*Task details*
From the records below, extract and reproduce verbatim every line starting at the one containing "to locate jacket" and ending at the one containing "left=236, top=84, right=346, bottom=117", with both of those lines included.

*Given data*
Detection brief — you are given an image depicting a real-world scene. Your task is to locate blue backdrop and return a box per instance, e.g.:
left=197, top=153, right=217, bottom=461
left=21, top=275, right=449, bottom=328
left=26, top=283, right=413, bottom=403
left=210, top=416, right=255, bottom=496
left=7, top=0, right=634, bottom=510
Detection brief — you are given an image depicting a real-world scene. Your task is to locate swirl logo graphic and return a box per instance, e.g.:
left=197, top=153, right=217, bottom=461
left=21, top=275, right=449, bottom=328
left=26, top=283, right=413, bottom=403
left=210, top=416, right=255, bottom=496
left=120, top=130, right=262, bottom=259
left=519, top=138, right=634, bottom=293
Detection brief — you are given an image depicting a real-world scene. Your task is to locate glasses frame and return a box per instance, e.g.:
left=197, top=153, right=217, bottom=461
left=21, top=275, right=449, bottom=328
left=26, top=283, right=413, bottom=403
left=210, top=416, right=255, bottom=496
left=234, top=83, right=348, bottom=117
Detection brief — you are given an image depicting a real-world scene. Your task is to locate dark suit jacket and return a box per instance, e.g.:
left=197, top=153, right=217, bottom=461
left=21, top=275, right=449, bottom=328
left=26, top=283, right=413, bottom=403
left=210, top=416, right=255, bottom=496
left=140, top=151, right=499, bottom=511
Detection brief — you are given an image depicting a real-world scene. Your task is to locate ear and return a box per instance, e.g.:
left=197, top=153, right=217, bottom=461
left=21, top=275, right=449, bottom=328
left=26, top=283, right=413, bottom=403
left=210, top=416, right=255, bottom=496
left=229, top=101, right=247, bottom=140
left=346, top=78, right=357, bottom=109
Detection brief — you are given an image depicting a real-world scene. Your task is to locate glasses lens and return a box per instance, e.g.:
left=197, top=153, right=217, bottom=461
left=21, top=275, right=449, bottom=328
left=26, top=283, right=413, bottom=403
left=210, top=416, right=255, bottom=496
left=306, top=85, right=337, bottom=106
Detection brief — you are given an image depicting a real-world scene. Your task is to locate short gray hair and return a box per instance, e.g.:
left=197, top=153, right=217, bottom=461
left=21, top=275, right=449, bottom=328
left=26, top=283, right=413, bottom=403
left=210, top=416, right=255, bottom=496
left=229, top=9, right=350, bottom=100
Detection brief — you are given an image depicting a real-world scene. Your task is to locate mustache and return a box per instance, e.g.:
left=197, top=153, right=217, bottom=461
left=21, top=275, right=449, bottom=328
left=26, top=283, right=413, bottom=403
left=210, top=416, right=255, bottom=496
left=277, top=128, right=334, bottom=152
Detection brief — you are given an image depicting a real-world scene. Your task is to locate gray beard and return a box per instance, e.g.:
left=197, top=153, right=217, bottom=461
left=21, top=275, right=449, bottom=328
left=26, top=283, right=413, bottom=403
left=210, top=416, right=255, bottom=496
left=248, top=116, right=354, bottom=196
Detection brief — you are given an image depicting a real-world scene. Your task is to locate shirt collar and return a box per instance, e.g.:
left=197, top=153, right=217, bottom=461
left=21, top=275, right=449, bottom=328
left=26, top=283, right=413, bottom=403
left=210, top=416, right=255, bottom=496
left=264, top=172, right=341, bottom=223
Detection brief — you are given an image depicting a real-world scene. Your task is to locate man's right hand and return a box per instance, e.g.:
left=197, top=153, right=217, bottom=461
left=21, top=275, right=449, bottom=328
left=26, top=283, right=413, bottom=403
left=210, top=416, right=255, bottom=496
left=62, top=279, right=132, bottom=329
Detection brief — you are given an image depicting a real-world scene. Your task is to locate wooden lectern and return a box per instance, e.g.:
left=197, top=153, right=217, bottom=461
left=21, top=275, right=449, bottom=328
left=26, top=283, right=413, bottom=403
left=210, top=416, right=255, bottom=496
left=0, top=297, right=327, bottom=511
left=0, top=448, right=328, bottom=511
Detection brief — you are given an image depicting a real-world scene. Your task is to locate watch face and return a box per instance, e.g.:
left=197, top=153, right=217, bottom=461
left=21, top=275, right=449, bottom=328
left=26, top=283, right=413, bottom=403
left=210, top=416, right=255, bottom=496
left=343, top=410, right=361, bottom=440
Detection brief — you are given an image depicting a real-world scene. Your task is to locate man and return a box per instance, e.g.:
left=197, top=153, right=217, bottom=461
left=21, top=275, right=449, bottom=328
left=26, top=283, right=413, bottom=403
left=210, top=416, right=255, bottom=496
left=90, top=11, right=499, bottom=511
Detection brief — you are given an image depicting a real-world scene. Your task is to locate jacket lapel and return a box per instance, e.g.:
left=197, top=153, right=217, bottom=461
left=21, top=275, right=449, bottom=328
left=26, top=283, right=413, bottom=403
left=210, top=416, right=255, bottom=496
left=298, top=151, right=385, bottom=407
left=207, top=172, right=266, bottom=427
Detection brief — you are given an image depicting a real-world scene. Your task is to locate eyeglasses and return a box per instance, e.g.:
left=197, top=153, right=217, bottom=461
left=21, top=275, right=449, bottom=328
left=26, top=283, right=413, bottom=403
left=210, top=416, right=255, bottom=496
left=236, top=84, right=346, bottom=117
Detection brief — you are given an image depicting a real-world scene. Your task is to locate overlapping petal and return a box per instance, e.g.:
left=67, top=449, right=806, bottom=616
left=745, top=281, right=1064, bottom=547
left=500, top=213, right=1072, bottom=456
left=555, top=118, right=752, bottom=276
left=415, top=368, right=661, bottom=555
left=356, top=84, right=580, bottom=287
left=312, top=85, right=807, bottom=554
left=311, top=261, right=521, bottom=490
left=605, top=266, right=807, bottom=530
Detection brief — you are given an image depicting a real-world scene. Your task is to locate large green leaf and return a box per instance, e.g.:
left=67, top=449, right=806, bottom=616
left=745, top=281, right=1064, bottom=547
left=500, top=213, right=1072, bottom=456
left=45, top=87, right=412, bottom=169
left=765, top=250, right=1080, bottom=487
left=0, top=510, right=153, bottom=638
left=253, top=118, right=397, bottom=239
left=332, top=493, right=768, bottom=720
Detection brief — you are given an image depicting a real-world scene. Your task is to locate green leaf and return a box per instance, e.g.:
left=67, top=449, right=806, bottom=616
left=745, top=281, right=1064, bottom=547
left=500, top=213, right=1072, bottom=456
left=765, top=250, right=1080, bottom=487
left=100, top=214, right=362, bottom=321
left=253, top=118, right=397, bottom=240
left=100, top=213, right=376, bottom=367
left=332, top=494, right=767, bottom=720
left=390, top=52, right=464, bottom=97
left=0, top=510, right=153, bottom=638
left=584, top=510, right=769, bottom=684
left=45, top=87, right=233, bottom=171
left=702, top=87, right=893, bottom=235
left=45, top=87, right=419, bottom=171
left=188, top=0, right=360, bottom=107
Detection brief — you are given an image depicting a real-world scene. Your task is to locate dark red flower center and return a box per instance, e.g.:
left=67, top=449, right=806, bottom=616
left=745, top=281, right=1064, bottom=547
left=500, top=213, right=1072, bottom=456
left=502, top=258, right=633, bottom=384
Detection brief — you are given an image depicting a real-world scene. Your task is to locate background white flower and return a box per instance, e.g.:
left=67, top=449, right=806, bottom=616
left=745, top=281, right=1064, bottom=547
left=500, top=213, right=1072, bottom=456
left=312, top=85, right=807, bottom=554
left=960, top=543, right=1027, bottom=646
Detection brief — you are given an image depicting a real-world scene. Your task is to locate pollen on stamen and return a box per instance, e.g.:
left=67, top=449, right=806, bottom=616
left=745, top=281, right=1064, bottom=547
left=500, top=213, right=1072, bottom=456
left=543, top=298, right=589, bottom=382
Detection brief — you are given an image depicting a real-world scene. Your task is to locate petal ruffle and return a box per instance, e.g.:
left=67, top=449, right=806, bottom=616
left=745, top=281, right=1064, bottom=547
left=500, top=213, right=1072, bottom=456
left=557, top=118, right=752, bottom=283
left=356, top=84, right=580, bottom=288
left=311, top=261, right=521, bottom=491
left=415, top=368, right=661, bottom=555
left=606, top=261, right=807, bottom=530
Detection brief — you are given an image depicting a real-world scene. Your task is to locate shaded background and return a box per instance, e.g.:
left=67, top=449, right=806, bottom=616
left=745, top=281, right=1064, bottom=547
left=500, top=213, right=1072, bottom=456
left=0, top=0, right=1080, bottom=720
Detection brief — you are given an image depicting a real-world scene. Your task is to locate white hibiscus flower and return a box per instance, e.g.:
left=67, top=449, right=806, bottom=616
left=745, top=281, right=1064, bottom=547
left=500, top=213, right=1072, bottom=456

*Expected answer*
Detection brief — you are given an image depicting a real-world scene. Your task is to locate jacket lapel and return a box per instance, e.g.:
left=197, top=153, right=217, bottom=461
left=21, top=275, right=449, bottom=328
left=26, top=283, right=413, bottom=403
left=210, top=416, right=255, bottom=496
left=298, top=151, right=385, bottom=407
left=207, top=172, right=266, bottom=427
Detection brief — you are given an image depicting a real-world scene. Your task is to locate eyeglasses and return a box per instance, e.g.:
left=197, top=153, right=217, bottom=461
left=21, top=275, right=449, bottom=328
left=26, top=283, right=413, bottom=403
left=210, top=416, right=255, bottom=496
left=236, top=84, right=346, bottom=117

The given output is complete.